▸ **Trecho do documento**:
===============

A crise diplomática entre Brasil e Estados Unidos se intensificou a partir de julho de 2025, quando o governo dos EUA, sob a presidência de Donald Trump, passou a emitir declarações públicas em defesa do ex-presidente Jair Bolsonaro e contra autoridades do Judiciário brasileiro, especialmente o ministro Alexandre de Moraes, do Supremo Tribunal Federal (STF).
Em 8 de julho, Trump usou sua rede social Truth Social para afirmar que Bolsonaro era vítima de uma “terrível injustiça”. “O Brasil está fazendo algo terrível no tratamento dado ao ex-presidente Jair Bolsonaro. Eu tenho observado, assim como o mundo, enquanto eles não fazem nada além de persegui-lo, dia após dia, noite após noite, mês após mês, ano após ano!”, escreveu.
Acrescentou ainda: “ele não é culpado de nada, exceto de ter lutado pelo povo”. Para o presidente dos EUA, a única forma legítima de julgamento seria “um julgamento pelo povo brasileiro – isso se chama eleição”. No dia seguinte, Trump voltou ao tema e pediu para que “deixem o grande ex-presidente do Brasil em paz”, chamando os processos contra Bolsonaro de “caça às bruxas”.
Em 9 de julho, a Embaixada dos Estados Unidos em Brasília endossou oficialmente as declarações de Trump. Em nota divulgada à imprensa, afirmou: “Jair Bolsonaro e sua família têm sido fortes parceiros dos Estados Unidos. A perseguição política contra ele, sua família e seus apoiadores é vergonhosa e desrespeita as tradições democráticas do Brasil. Reforçamos a declaração do presidente Trump. Estamos acompanhando de perto a situação.” A resposta do governo brasileiro veio por meio do Itamaraty, que convocou o encarregado de negócios dos EUA no país, Gabriel Escobar, para prestar esclarecimentos.

===============

▸ **Informações fornecidas**:
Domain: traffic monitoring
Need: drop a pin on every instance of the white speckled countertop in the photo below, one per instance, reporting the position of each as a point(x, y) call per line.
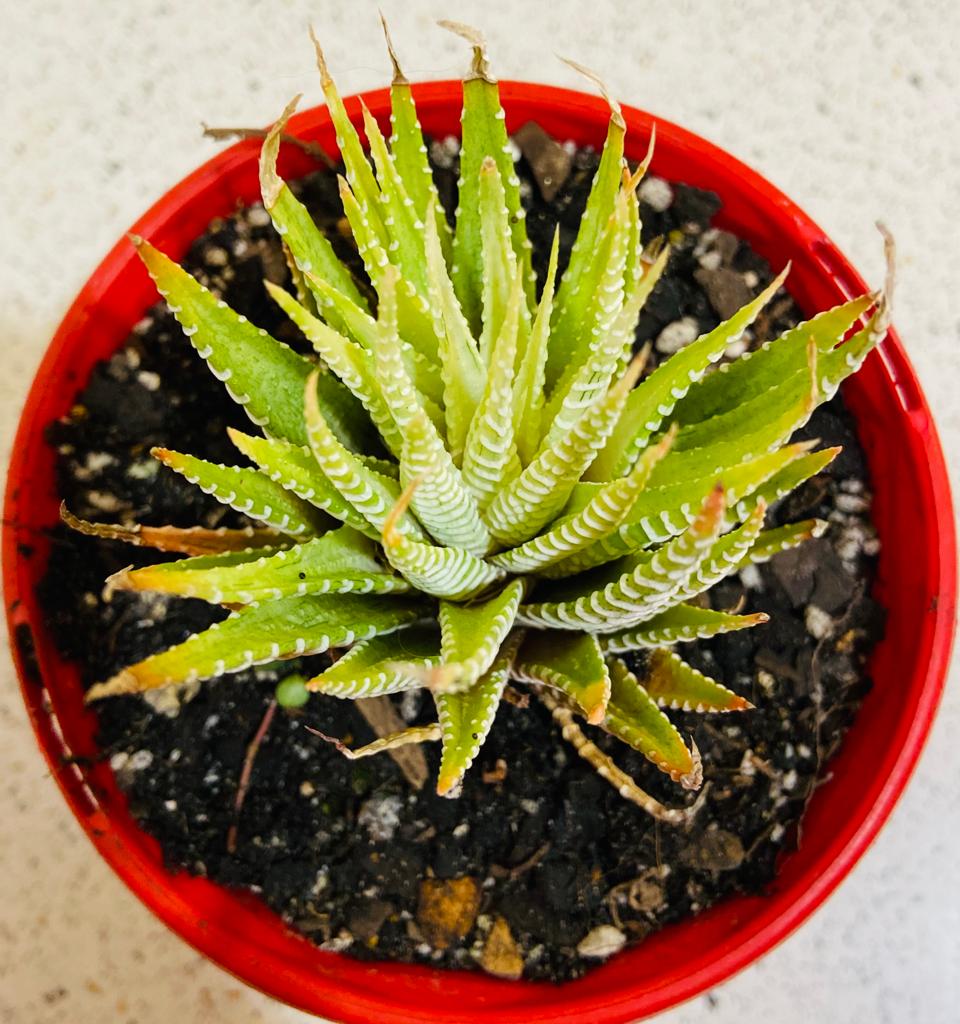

===============

▸ **Tarefas a realizar**:
1. No texto sobre a crise diplomática, com que finalidade o Itamaraty convocou Gabriel Escobar? Responda em uma a três frases.
2. Reproduza o texto sobre a crise diplomática de "A crise diplomática" a "Tribunal Federal (STF).", trocando "Judiciário" por "Poder Judiciário".
O material fornecido não é necessário para estas tarefas.

▸ **Respostas**:
1. O Itamaraty convocou Gabriel Escobar, encarregado de negócios dos EUA no Brasil, para prestar esclarecimentos. Foi por meio dessa convocação que veio a resposta do governo brasileiro.

2.
A crise diplomática entre Brasil e Estados Unidos se intensificou a partir de julho de 2025, quando o governo dos EUA, sob a presidência de Donald Trump, passou a emitir declarações públicas em defesa do ex-presidente Jair Bolsonaro e contra autoridades do Poder Judiciário brasileiro, especialmente o ministro Alexandre de Moraes, do Supremo Tribunal Federal (STF).